◆ **TASK STATEMENT**:
Retype exactly the lines below, beginning with the first and ending with the line where "# holes follow the even-odd rule" appears.

Collected data
==================================================

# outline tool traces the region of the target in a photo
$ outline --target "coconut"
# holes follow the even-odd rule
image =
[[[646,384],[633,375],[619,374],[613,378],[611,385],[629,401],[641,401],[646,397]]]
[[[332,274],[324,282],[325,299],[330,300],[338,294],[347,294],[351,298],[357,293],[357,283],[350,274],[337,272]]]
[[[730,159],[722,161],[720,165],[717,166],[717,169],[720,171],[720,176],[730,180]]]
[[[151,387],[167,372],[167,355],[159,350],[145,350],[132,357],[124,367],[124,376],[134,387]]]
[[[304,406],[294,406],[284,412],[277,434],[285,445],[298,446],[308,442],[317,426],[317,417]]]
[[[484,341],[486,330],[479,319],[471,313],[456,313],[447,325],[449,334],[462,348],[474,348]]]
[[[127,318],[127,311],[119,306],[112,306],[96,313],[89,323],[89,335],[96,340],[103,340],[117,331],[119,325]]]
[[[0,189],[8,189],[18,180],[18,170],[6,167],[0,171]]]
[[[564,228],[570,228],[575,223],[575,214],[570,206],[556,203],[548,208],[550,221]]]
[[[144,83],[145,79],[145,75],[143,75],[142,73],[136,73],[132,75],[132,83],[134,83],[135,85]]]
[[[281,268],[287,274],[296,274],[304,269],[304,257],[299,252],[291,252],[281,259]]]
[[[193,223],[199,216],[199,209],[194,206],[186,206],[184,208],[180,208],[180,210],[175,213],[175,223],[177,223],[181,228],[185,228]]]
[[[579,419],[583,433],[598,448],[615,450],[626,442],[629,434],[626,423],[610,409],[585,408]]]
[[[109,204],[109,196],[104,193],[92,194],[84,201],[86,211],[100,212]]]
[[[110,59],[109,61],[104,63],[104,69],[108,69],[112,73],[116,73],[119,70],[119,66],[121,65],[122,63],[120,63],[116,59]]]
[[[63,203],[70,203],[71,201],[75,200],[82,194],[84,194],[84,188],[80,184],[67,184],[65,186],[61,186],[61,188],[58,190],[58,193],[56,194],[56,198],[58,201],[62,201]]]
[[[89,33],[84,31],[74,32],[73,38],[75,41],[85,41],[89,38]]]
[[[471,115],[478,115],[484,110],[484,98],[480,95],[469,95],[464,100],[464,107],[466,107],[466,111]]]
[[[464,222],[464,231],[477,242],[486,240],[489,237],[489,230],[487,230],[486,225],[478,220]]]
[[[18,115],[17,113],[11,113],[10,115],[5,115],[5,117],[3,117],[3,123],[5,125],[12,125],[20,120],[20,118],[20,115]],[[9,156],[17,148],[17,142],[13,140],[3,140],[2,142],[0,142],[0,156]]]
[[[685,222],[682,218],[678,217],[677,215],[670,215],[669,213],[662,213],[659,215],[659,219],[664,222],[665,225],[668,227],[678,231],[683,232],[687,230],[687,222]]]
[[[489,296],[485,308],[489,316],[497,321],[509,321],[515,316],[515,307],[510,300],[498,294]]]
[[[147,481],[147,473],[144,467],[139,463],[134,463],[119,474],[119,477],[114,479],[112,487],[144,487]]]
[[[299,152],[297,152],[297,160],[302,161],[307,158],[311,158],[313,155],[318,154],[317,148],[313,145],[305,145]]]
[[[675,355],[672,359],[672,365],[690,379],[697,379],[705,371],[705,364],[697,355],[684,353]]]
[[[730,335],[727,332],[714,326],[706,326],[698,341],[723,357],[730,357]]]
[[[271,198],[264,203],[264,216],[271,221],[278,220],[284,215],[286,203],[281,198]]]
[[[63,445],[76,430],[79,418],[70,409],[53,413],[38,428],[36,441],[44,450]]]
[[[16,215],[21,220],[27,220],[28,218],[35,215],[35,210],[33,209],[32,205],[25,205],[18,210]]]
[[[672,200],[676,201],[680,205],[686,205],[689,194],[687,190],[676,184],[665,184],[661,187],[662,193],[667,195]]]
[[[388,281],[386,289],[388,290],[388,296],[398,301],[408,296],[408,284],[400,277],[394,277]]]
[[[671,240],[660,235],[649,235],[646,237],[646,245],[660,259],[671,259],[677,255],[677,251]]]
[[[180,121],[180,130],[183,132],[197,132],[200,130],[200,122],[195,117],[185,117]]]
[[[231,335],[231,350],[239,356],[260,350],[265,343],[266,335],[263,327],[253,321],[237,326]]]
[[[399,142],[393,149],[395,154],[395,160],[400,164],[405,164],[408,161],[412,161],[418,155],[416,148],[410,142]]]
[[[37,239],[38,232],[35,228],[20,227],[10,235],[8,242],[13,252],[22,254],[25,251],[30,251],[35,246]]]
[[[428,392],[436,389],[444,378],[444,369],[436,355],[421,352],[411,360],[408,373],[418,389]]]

==================================================

◆ **ANSWER TO THE PROBLEM**:
# outline tool traces the region of the target in a photo
$ outline --target "coconut"
# holes follow the even-odd rule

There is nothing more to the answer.